— Stated goal —
Write out only the lines running from the one that contains "[pin] speckled glaze on plate -- one per line" to the end of the material, both ends included.

Excerpt from a dataset:
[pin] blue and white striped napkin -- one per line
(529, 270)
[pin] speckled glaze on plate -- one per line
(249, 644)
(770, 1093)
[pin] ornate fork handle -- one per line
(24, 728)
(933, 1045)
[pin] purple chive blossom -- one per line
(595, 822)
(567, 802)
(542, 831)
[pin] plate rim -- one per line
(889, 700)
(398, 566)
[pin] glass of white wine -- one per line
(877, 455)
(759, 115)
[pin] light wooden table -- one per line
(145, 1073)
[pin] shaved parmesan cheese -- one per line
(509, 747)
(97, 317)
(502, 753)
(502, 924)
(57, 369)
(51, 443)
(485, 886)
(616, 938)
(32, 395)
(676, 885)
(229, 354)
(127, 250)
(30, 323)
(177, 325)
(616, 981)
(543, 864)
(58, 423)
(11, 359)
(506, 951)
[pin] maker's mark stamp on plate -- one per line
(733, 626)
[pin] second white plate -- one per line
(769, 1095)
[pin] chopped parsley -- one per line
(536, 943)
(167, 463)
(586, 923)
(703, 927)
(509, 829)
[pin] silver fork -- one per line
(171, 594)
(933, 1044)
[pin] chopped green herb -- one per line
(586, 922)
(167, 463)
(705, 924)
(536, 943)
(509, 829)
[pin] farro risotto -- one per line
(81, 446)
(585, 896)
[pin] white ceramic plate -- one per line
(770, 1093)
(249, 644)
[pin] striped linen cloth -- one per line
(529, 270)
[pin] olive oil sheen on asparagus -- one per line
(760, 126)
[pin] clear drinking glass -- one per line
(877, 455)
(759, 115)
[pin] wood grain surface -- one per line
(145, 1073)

— Written reply —
[pin] speckled glaze on plate -- one per line
(249, 644)
(770, 1093)
[pin] ornate fork handle -- one per line
(24, 728)
(933, 1045)
[pin] purple chive blossom -- one per line
(595, 822)
(567, 802)
(542, 831)
[pin] plate rim -- one per line
(889, 700)
(398, 566)
[pin] glass of white wine -- one per line
(877, 455)
(759, 115)
[pin] light wooden table -- one per line
(145, 1073)
[pin] shaved parmesan cheese -- one per line
(509, 747)
(97, 317)
(502, 753)
(502, 924)
(57, 369)
(51, 443)
(485, 886)
(616, 938)
(32, 395)
(676, 885)
(229, 354)
(127, 250)
(30, 323)
(177, 325)
(616, 981)
(543, 864)
(58, 423)
(11, 359)
(506, 951)
[pin] maker's mark stamp on plate -- one per line
(733, 626)
[pin] second white plate -- one per line
(769, 1095)
[pin] chopped parsley -- one per line
(536, 943)
(167, 463)
(586, 923)
(703, 927)
(509, 829)
[pin] silver fork -- one per line
(171, 594)
(933, 1044)
[pin] chopped green herb -- one per line
(586, 922)
(167, 463)
(705, 924)
(536, 943)
(509, 829)
[pin] farro risotto -- one per line
(81, 446)
(585, 896)
[pin] white ceramic plate -- one per line
(770, 1093)
(249, 644)
[pin] striped linen cloth -- one per line
(529, 270)
[pin] olive oil sheen on asparagus -- one per line
(760, 126)
[pin] clear drinking glass -- one per line
(877, 455)
(759, 115)
[pin] wood grain surface -- one per line
(145, 1073)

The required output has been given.